### Exercise brief:
The job is to output each record again, character for character.
☆ ☆ ☆ ☆
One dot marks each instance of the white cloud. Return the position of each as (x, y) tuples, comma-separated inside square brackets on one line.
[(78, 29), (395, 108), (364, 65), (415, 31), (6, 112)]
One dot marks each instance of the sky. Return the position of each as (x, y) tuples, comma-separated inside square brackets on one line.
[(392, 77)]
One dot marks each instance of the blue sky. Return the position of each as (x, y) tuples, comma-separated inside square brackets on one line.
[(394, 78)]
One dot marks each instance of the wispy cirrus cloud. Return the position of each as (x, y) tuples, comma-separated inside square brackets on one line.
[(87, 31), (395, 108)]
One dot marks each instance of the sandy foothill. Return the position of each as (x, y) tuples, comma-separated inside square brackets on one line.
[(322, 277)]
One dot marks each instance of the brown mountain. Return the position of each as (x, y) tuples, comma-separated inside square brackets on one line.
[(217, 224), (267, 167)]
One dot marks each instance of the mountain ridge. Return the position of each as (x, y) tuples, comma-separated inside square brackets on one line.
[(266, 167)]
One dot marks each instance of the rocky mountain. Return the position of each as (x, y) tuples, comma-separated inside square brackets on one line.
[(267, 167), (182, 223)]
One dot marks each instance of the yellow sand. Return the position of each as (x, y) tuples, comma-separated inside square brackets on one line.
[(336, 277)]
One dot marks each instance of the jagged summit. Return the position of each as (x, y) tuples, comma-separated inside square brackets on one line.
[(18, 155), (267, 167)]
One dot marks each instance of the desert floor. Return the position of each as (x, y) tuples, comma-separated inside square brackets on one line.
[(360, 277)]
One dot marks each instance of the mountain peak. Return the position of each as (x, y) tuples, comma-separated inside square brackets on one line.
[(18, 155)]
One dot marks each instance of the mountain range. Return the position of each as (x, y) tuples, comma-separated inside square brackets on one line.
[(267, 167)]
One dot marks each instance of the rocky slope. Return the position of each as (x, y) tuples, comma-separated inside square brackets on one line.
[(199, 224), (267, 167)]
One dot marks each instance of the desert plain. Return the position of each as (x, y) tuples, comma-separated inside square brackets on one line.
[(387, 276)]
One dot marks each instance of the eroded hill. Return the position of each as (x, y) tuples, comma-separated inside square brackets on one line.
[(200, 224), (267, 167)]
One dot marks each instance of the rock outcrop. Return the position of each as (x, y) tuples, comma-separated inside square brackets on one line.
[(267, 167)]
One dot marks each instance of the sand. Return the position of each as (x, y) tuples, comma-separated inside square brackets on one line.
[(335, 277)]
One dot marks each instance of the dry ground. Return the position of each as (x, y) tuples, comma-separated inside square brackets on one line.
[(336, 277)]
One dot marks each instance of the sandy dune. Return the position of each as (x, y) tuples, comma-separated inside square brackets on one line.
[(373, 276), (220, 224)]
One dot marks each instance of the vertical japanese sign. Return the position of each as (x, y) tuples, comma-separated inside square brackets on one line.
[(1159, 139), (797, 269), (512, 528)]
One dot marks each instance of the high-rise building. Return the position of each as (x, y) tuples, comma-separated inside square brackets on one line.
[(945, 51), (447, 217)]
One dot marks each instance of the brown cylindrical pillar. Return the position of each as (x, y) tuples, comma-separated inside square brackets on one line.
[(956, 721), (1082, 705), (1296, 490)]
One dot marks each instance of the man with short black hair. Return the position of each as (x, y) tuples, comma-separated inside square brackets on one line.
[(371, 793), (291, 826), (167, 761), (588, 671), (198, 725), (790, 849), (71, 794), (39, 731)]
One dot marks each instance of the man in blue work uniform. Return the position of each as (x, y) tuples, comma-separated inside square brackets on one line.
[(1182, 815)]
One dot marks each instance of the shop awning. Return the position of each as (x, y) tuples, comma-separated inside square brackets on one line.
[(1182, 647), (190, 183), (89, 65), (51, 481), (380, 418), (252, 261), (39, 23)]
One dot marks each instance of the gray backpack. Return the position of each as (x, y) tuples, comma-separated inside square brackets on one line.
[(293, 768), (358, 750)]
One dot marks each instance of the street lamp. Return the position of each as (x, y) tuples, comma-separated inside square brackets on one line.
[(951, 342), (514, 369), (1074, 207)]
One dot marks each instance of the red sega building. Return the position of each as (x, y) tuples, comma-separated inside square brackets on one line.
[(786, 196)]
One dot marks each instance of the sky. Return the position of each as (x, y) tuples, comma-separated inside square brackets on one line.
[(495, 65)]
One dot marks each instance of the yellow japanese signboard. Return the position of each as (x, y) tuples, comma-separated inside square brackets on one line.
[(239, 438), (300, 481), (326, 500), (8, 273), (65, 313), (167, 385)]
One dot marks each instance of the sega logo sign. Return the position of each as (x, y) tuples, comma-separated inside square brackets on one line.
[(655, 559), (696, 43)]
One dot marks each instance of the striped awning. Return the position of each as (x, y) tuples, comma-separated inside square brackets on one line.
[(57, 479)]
☆ ☆ ☆ ☆
### Response to the exercise:
One dot marks each instance of the white cloud. Return the position of each as (x, y) tuples, comma-separated inside square brackets on one line.
[(78, 29), (395, 108), (364, 65), (415, 31), (6, 112)]
One dot marks each instance of the sky. Return the position of each as (x, y) tuples, comma-separated inside square brackets on one line.
[(392, 77)]
One dot marks each instance of the blue sky. Return the position of each as (x, y) tuples, comma-separated inside square brackets on one line.
[(394, 78)]
One dot marks each instance of the wispy cirrus cloud. Return the position of each as (x, y) tuples, comma-separated inside square brackets on one line.
[(87, 31), (395, 108)]
One dot marks each instance of the sandy foothill. Return the position of each as (x, y) tuples, comma-separated inside square brackets on one line.
[(322, 277)]
One dot marks each instance of the brown mountain. Return the position of each as (x, y) tuples, comma-separated inside square brackets on one line.
[(217, 224), (267, 167)]
One dot marks each instance of the mountain ridge. Return the position of each as (x, y) tuples, comma-separated inside square brackets on one line.
[(266, 167)]
One dot marks each instance of the rocky mountain. Return the position of each as (x, y) tuples, comma-separated inside square brackets on one line.
[(267, 167), (182, 223)]
One dot marks each instance of the yellow sand. Return the position of each as (x, y) tuples, comma-separated inside square brackets on one line.
[(336, 277)]
One dot marks each instance of the jagged summit. Return the position of each as (x, y) tuples, comma-separated inside square brackets on one line.
[(18, 155), (267, 167)]
One dot marks each instance of the desert floor. Return the position of each as (x, y) tuples, comma-separated inside square brackets on one line.
[(360, 277)]
One dot marks each instance of the mountain peak. Return the position of each as (x, y) tuples, comma-separated inside square brackets on one line.
[(18, 155)]
One dot marks each instance of the mountain range. Return the position of each as (x, y) tuples, comma-separated inside square brackets on one line.
[(267, 167)]
One dot marks each instance of the rocky slope. Return the position of each as (x, y) tuples, comma-separated inside square brackets on one line.
[(199, 224), (267, 167)]
One dot marks each instance of the desert plain. Return the position of each as (x, y) tuples, comma-separated inside square brackets on one line.
[(387, 276)]
One dot marks each instance of the eroded hill. Return the position of each as (x, y) tuples, comma-separated inside square brackets on one line.
[(200, 224), (267, 167)]
One dot marks each instance of the rock outcrop. Return the position of each as (x, y) tuples, comma-separated inside square brackets on one line.
[(267, 167)]
One dot marks each instance of the sand. Return the position of each as (x, y) tuples, comma-separated inside square brackets on one line.
[(335, 277)]
One dot marks each instance of the dry ground. Return the position of each as (x, y) tuples, comma-separated inside square brackets on one line.
[(336, 277)]
One dot marks each instance of the sandy dune. Return the position of each as (x, y) tuples, comma-separated inside square brackets on one line.
[(373, 276), (220, 224)]
One dot marks each instance of the vertical japanese sign. Return the position of each as (x, y) tuples, comma-separated inside square brackets on one line.
[(1159, 139), (797, 269), (512, 528)]
One dot marks each instance of the high-rise building. Return the position of each as (x, y) tuples, comma-separated inside square brackets on one line.
[(945, 51), (447, 217)]
One dot marks each instance of the brown cylindrical pillar. Return the position of each as (x, y) tuples, comma-separated inside square brackets on one line.
[(956, 721), (1082, 705), (1296, 490)]
One dot marks each instance of the man with short black hair. Return the position of each as (x, y) tuples, comma-separated inside square brackets on one line.
[(371, 793), (291, 826), (167, 761), (588, 671), (198, 725), (790, 849), (71, 794), (39, 731)]
One dot marks each instance of the man in blue work uniform. Return the position of each as (x, y) tuples, comma-separated inside square brackets on one line.
[(1182, 815)]
One dot marks each instance of the shop awning. Return the position of each as (x, y) tuples, comma-separated inside square brackets on one line.
[(1182, 647), (190, 183), (89, 65), (51, 481), (380, 418), (252, 261), (39, 23)]
One dot marks each instance of the gray backpack. Return the position of each as (x, y) tuples, comma-separated inside square brackets on one line.
[(293, 768), (358, 750)]
One dot marks each instance of the street lamp. Return the position of each as (x, y) tuples, comma-separated inside square brackets on one line.
[(951, 342), (514, 369), (1074, 207)]
One dot marks each instance of the red sega building. Return the position of each as (x, y) tuples, comma-separated inside square brackets on one line.
[(786, 196)]
One dot marks each instance of the sky. Return the position of each as (x, y) tuples, comma-separated inside square brackets on one line.
[(495, 65)]
One dot marks each instance of the yellow japanese signboard. Return the position of each as (x, y) tuples, comma-separated inside square brackets on one line.
[(239, 438), (300, 481), (326, 500), (8, 273), (65, 313), (167, 385)]
One dot marks each instance of the sega logo sign. Return the position of each as (x, y) tuples, comma-separated inside square brackets on one line.
[(655, 559), (696, 43)]
One dot marks each instance of the striped awning. Return the position of each as (x, y) tuples, comma-separated inside square brackets on one line.
[(57, 479)]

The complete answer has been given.